TASK: Rewrite the records below, replacing every occurrence of "keypoint" with "marker" and leaving all other text unchanged.

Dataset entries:
◇ ◇ ◇ ◇
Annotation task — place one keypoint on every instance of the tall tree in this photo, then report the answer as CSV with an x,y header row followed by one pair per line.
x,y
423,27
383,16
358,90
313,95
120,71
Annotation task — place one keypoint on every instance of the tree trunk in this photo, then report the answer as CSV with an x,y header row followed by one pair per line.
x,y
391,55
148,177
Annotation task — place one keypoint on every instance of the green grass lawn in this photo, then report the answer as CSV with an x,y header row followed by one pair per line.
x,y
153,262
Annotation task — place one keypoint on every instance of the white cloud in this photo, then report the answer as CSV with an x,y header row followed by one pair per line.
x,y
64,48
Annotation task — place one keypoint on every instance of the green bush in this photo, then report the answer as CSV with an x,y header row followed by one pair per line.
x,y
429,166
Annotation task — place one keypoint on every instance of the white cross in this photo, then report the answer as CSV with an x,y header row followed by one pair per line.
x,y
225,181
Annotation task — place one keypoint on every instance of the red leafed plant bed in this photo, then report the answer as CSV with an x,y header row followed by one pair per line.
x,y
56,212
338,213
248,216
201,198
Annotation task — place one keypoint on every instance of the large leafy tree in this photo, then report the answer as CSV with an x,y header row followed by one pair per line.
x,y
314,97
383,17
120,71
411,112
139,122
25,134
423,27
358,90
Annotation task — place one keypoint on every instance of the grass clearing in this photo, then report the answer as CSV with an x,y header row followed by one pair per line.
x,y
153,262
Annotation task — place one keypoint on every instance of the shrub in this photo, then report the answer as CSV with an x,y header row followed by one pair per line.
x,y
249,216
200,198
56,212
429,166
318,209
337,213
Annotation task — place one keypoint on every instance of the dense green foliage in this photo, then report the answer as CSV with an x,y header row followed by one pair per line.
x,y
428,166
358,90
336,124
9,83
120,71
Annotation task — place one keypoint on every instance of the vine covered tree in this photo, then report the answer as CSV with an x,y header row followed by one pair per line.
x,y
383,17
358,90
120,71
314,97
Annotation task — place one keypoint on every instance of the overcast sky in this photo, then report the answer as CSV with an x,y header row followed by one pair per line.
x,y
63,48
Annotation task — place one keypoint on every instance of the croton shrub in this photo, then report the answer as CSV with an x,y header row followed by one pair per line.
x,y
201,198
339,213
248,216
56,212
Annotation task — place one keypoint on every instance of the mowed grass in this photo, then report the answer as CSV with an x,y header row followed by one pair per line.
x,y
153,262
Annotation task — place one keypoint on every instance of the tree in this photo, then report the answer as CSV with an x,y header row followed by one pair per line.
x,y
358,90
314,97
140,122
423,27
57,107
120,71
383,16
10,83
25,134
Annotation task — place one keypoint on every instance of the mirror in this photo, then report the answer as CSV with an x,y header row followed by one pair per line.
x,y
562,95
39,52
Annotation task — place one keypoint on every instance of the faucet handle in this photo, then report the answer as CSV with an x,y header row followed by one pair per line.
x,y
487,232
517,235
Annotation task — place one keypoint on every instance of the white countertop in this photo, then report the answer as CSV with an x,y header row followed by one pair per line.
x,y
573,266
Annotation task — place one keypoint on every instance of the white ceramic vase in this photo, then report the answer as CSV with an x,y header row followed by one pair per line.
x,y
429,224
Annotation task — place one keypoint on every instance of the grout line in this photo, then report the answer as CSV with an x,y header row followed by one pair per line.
◇ ◇ ◇ ◇
TASK OUTPUT:
Annotation task — place one marker on every instance of the tall tree in this photo, then report the answer as CSV with an x,y header row followed by one pair per line.
x,y
423,27
383,16
358,90
313,95
120,71
Annotation task — place one marker on every instance of the tree trunk in this photo, then report the answer as CSV with an x,y header row followed by one pair per line.
x,y
391,55
148,177
Annotation task — place one marker on every instance of the green grass lawn in this photo, then report the answer as CSV with an x,y header row followed by one pair per line.
x,y
153,262
Annotation task — place one marker on every instance of the white cloud in this photo, then report the answer as CSV with an x,y header row followed by one pair per line.
x,y
64,48
Annotation task — place one marker on every instance of the green bush in this photo, then report the answer as CSV with an x,y header row followed by one pair per line.
x,y
429,166
Annotation task — place one marker on every instance of the white cross in this photo, then report the answer as CSV with an x,y header row followed by one pair per line.
x,y
225,181
Annotation task — place one marker on every instance of the red leafed plant bed in this photo, then report the answer as CSV with an x,y header row followed by one pair per line.
x,y
56,212
338,213
248,216
201,198
Annotation task — place one marker on every instance of the large leafy tree in this photo, then report the answer as CSV with an x,y header row followed by one pair per line.
x,y
314,97
383,17
120,71
411,112
139,122
25,134
423,27
358,90
Annotation task — place one marker on every instance of the grass clearing in this photo, then report the answer as CSV with an x,y header row followed by one pair per line.
x,y
153,262
Annotation task — place one marker on every instance of the shrub in this photo, then report the answer as CSV with an x,y header row followed by one pair per line.
x,y
249,216
200,198
56,212
429,166
318,209
337,213
Annotation task — place one marker on every instance of the dense green foliage in this photo, then report the answer as CSV with an x,y header row followed by one pair per line.
x,y
428,166
358,90
336,124
9,83
120,71
Annotation task — place one marker on every instance of the vine covered tree in this photo, then report the answer as CSV with an x,y header row followed by one pair per line.
x,y
383,17
358,90
120,71
314,97
Annotation task — place one marker on every instance of the overcast sky in this photo, then report the answer as CSV with an x,y header row followed by one pair per line.
x,y
63,48
Annotation task — place one marker on every instance of the croton shrub in this photo, then report the answer as CSV with an x,y header row followed by one pair per line.
x,y
201,198
339,213
248,216
56,212
Annotation task — place one marker on every instance of the mowed grass in this photo, then report the answer as CSV with an x,y header row followed by one pair per line.
x,y
153,262
Annotation task — place one marker on every instance of the tree in this photo, then report the answer as CSV with an x,y header row followed by one pair per line.
x,y
358,90
314,97
140,122
423,27
57,107
120,71
383,16
10,83
25,134
Annotation task — place one marker on every instance of the mirror in this photo, then report the answer as CSV with an x,y header row followed by one pair per line.
x,y
562,95
39,52
Annotation task — place one marker on every instance of the faucet handle in this photo, then report the answer as CSV with an x,y header row followed by one pair per line.
x,y
487,232
517,235
Annotation task — place one marker on every instance of the white countertop in this photo, then report the answer as CSV with an x,y header row followed by one pair per line.
x,y
573,266
Annotation task — place one marker on every instance of the white ceramic vase in this photo, then report the answer as CSV with an x,y header row followed by one pair per line.
x,y
429,224
Annotation task — place one marker on every instance of the grout line in this photo, then report the answer as CSV with an x,y header row followed by one pair per line.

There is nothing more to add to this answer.